Prendetevi qualche minuto per guardare la prima parte di questo documentario dalla webtv Cortocircuito, parte del loro ultimo documentario “La ‘ndrangheta di casa nostra. Radici in terra emiliana“. I razzi intervistano il sindaco di Brescello Marcello Coffrini (PD);

Il primo cittadino parla della realtà locale negando che ci siano “mai state denunce per estorsione o ricettazione”. E poi descrive come “una persona educata e composta” Francesco Grande Aracri, boss condannato in via definitiva per mafia nel 2008, soggetto a regime di sorveglianza speciale e considerato il punto di riferimento dell’ndrangheta in Emilia. La troupe di giovani studenti e giornalisti si fa accompagnare da Coffrini sui terreni sequestrati alla famiglia (beni per 3 milioni di euro). Subito vengono raggiunti da un furgoncino che chiede spiegazioni e poi dallo stesso Aracri. Il sindaco si apparta con il boss per spiegare la situazione e tornato in macchina spiega: “E’ lui Francesco Grande Aracri. E’ gentilissimo, molto tranquillo. Parlando con lui si ha la sensazione di tutto tranne che sia quello che dicono che sia. Lui è uno molto composto ed educato che ha sempre vissuto a basso livello. La famiglia qui ha un’azienda che adesso è riuscita a ripartire: fanno i marmi. Mi fa piacere che siano ripartiti”.

[Record di annotazione delle posizioni]
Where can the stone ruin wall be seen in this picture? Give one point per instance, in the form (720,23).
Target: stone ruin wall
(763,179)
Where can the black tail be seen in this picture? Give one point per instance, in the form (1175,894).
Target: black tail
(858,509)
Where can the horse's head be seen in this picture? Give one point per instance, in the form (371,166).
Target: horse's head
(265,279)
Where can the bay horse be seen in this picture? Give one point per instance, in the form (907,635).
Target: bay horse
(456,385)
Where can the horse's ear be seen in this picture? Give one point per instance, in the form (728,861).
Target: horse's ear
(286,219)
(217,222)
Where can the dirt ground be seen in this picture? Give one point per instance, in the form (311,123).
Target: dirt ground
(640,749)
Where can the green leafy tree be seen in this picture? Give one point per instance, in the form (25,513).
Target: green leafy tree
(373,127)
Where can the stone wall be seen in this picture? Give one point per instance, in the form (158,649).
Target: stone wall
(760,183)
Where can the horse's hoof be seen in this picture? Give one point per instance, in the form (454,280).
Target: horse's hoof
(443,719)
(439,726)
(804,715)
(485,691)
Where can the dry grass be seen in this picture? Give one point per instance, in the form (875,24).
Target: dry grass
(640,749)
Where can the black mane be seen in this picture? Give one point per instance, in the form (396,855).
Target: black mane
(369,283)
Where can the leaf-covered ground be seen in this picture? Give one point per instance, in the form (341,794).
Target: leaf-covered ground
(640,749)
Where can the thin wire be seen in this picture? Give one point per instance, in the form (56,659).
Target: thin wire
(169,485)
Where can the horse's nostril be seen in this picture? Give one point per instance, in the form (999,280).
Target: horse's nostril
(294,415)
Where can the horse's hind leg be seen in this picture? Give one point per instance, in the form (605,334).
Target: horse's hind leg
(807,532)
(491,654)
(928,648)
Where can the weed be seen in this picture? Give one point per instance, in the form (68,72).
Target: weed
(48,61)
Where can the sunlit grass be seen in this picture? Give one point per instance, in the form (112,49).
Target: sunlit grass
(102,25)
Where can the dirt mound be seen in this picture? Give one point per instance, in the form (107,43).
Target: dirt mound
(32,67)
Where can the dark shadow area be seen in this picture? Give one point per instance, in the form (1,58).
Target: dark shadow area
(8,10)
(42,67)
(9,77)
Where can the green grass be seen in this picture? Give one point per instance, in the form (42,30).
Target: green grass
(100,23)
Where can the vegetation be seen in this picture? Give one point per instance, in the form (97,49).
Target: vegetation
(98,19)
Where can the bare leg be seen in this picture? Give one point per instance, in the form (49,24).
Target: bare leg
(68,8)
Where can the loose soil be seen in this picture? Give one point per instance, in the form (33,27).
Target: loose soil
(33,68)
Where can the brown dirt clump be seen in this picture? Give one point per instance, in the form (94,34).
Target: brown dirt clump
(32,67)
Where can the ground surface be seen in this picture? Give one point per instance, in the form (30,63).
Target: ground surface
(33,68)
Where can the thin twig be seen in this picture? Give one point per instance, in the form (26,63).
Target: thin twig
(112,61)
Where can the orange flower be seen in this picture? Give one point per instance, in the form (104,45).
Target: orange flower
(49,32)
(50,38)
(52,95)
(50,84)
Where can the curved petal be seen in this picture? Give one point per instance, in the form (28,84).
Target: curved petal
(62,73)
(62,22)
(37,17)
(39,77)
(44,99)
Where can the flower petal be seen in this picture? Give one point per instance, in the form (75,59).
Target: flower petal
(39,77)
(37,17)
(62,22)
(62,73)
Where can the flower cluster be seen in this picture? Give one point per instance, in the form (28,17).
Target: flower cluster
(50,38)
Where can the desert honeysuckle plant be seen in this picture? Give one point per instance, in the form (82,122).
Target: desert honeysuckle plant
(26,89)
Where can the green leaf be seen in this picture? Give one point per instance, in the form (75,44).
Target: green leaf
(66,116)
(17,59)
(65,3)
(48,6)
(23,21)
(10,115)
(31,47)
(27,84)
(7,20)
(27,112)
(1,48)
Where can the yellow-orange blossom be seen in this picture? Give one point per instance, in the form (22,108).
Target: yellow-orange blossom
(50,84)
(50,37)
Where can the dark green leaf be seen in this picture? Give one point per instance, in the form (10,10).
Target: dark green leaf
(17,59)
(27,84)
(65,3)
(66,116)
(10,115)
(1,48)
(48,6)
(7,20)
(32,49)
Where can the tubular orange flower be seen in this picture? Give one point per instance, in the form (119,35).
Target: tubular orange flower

**Esercizio proposto**: Secondo il brano, a quanto ammonta il valore dei beni sequestrati alla famiglia Aracri?

**Risposta all'esercizio**: Tre milioni di euro.